> TEXT
The Winter Purge
I am going to be really honest in this post today. This is for the people who continuously want to be a better version of themselves. If that's you, keep on reading!
I would not consider myself a pro-winter person; each year, I am usually scouting new cities in the South or West to move to by mid-December. My cycle of this love-hate relationship with the Seasons is the most hilarious and hypocritical sentiment. I think Chicago is the greatest city in July - but maybe the least appealing place by January. I am sure I am not alone in my thinking.
However, with anything I do, I try to find the silver lining. I have found that with changing seasons, especially as fall turns to winter, my emotional, mental, and spiritual self is called into question and I turn towards introspection. For myself, the transitioning of weather facilitates a type of personal growth and inner-change that I am unsure would happen if I lived in a warm climate all year (Sorry Cali folks!). It is a time to come inside (literally and figuratively) and think about the prior year and yourself as an evolving human being.

> DATA EXCERPTS

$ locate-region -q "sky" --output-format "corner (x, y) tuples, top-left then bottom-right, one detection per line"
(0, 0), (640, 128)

---

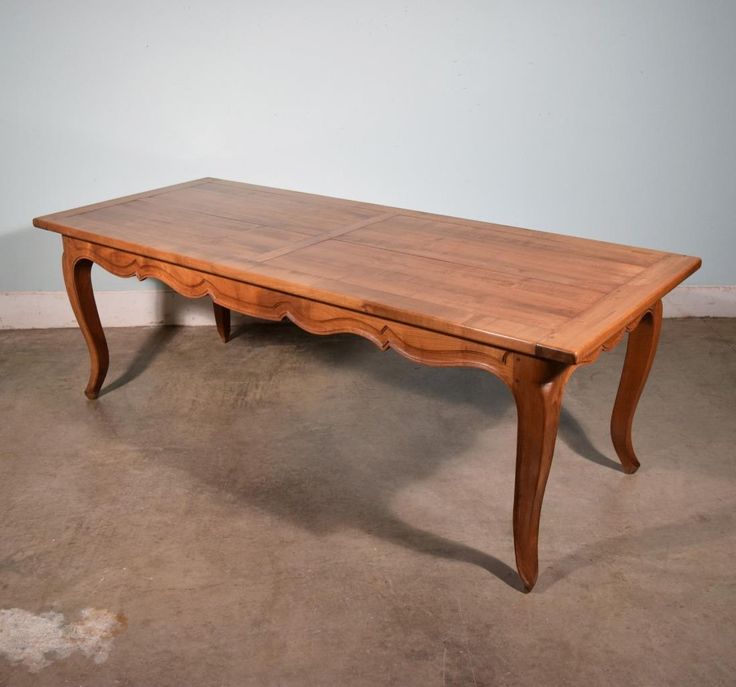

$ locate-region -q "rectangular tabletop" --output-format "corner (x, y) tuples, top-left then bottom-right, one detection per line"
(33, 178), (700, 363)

> TASK TO CARRY OUT
Answer these questions from the Winter Purge post.
(a) In which regions does the writer usually scout new cities to move to?
(b) Which city does the writer call the greatest in July?
(c) What does the writer turn towards as fall turns to winter?
Nothing in the records is needed for the task here.

> EXERCISE OUTPUT
(a) The South or West.
(b) Chicago.
(c) Introspection.